* Task details *
Could you output each line of the data that follows exactly?
[start Records for the task]
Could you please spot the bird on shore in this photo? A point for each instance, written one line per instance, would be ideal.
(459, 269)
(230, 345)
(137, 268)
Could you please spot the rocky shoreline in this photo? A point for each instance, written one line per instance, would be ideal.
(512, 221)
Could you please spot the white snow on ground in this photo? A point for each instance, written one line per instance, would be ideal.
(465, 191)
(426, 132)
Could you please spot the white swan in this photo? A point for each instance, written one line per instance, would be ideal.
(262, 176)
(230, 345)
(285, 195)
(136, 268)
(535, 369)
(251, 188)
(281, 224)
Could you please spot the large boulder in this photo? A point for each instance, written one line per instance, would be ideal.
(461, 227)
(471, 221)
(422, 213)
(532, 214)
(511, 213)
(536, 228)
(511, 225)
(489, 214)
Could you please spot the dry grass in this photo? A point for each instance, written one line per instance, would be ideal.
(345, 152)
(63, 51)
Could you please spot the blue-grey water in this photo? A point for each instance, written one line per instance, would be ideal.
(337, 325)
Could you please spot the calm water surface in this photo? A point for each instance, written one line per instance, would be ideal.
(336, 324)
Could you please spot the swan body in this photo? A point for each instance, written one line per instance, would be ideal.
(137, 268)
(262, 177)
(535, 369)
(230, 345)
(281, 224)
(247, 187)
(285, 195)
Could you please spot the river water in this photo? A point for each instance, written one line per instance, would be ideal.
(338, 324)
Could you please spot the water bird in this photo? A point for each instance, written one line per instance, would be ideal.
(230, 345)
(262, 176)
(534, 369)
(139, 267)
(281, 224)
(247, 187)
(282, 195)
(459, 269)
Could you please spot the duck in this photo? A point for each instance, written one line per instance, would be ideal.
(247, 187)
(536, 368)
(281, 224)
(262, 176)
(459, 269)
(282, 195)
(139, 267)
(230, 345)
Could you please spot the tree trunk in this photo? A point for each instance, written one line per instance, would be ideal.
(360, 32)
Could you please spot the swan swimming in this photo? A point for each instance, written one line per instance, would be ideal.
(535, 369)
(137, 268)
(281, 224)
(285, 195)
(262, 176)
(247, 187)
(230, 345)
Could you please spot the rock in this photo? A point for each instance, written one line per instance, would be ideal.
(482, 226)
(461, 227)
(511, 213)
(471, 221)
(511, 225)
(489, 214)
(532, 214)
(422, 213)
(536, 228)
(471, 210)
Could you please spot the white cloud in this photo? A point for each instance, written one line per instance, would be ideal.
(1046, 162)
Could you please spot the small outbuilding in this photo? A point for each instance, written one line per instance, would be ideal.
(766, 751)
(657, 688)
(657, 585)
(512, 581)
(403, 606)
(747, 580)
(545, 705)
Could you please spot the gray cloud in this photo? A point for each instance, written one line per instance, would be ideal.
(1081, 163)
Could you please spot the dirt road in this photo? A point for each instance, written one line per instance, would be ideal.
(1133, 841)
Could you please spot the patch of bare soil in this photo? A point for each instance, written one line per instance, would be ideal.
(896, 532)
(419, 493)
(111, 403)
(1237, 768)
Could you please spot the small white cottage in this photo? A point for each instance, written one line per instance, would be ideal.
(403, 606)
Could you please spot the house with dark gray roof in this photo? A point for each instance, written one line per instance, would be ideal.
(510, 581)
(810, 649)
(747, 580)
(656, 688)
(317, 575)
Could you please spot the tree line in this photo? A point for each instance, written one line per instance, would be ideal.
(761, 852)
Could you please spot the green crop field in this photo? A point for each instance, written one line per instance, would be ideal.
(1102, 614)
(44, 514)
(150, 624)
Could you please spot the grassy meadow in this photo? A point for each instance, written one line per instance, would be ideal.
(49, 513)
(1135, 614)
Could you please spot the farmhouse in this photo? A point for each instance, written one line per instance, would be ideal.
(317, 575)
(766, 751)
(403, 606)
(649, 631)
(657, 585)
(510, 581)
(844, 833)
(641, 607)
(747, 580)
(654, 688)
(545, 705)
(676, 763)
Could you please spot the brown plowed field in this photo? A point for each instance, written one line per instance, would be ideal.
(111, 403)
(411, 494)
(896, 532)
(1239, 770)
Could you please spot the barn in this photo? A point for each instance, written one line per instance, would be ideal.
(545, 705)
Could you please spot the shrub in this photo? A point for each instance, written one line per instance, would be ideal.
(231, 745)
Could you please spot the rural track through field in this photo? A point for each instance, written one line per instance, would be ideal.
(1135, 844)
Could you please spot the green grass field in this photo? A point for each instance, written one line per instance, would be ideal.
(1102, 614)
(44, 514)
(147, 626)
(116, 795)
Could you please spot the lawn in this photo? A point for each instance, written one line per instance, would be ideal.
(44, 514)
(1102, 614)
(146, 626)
[end Records for the task]
* The output *
Could you please spot the bird on shore in this photo? A point for each instance, written one line per instance, would be ideal.
(459, 269)
(230, 345)
(137, 268)
Could you please spot the rocky shoreline in this photo? A point for each instance, written one line per instance, would be ideal.
(512, 221)
Could you please spot the white snow on ground in this photo? A point for each instance, written one line per instance, would be ideal.
(465, 191)
(426, 132)
Could you please spot the white swan in this photo? A point for each instance, written one line per instance, would be ideal.
(262, 176)
(230, 345)
(285, 195)
(136, 268)
(535, 369)
(251, 188)
(281, 224)
Could you please spot the large boulder in this photo? A point for each instance, written one line per instance, would be ideal.
(461, 227)
(471, 221)
(422, 213)
(532, 214)
(511, 213)
(536, 228)
(511, 225)
(489, 214)
Could you please spot the dry grass in this photo? A point for each instance, written one line per instance, would be ideal.
(345, 152)
(63, 51)
Could you please spot the blue-grey water in this photo? A point for each instance, written one line per instance, would be ideal.
(337, 325)
Could you please spot the calm water surface in this photo? A point for each instance, written one line per instance, would be ideal.
(336, 324)
Could you please spot the swan body in this photo? A point for each instance, written one line per instance, would be ideal.
(137, 268)
(262, 177)
(535, 369)
(230, 345)
(281, 224)
(247, 187)
(285, 195)
Could you please spot the river water in this photo? A point for each instance, written one line per instance, would be ideal.
(338, 324)
Could you please spot the water bird in this photo? A point for each instance, written one line per instance, would be ideal.
(230, 345)
(262, 176)
(534, 369)
(139, 267)
(281, 224)
(247, 187)
(282, 195)
(459, 269)
Could you please spot the duck in this photo? A point for each instance, written one line per instance, would be ideal.
(247, 187)
(536, 368)
(281, 224)
(262, 176)
(459, 269)
(282, 195)
(139, 267)
(230, 345)
Could you please spot the tree trunk in this photo? A point for each instance, written one line per instance, would be ideal.
(360, 32)
Could you please spot the swan swimming in this photo? A point for each instance, written one line per instance, would be ideal.
(535, 369)
(137, 268)
(281, 224)
(285, 195)
(262, 176)
(247, 187)
(230, 345)
Could you please spot the rock in this photo? A point for each instance, written one line per instance, would be ideal.
(482, 226)
(461, 227)
(511, 213)
(471, 221)
(511, 225)
(489, 214)
(532, 214)
(422, 213)
(536, 228)
(471, 210)
Could you please spot the white cloud in this photo? A point for each instance, written one line per instance, would be ideal.
(1046, 162)
Could you please spot the small outbuilding in this photo? A point for each instance, written one line per instance, would be ideal.
(766, 751)
(657, 688)
(657, 585)
(512, 581)
(403, 606)
(747, 580)
(545, 705)
Could you please spot the gray cloud in this photo? A point for each instance, written one line per instance, would be ideal.
(1081, 163)
Could you please spot the dirt road in this photo? A point for each instance, written one line per instance, would be ideal.
(1133, 841)
Could you please spot the patch of bare soil in this photo? A point for each instance, written one line per instance, would be ideal.
(896, 532)
(419, 493)
(111, 403)
(1237, 768)
Could you please spot the small white cottage in this photo? A point for each instance, written one line per instance, would be ideal.
(403, 606)
Could you please spot the house with dark gray roof in this photo? A point for each instance, written one line per instance, would be ideal.
(510, 581)
(810, 649)
(747, 580)
(656, 688)
(317, 575)
Could you please spot the tree line in this photo? A point for each instance, written one line per instance, would be ideal.
(761, 852)
Could you please spot the green crop field in this photo? A point for each instance, written one line per instance, would be ideal.
(1102, 614)
(44, 514)
(150, 624)
Could you please spot the grassy meadow in this photo? A point for each instance, written one line per instance, would be ideal.
(49, 513)
(1135, 614)
Could you please spot the farmhouse in this photo? A point for each instance, written one line per instance, would be ideal.
(317, 575)
(766, 751)
(403, 606)
(649, 631)
(657, 585)
(510, 581)
(844, 833)
(641, 607)
(747, 580)
(654, 688)
(545, 705)
(676, 763)
Could you please spot the brown plowed field in this photo? A point for each instance, written one line per instance, would be ideal.
(111, 403)
(411, 494)
(896, 532)
(1239, 770)
Could you please spot the barn in this photo? A point for each instance, written one line per instance, would be ideal.
(545, 705)
Could you please spot the shrub in this photo? A point for each instance, written one line per instance, would be ideal.
(231, 745)
Could you please spot the rural track through field in this photo? A point for each instance, written one line per instance, would be ideal.
(1135, 844)
Could you please spot the green grass field in this photo? A point for each instance, written one line per instance, would be ideal.
(1102, 614)
(44, 514)
(147, 626)
(116, 795)
Could you please spot the lawn in this photo? A point for each instance, written one line per instance, would be ideal.
(44, 514)
(1102, 614)
(146, 626)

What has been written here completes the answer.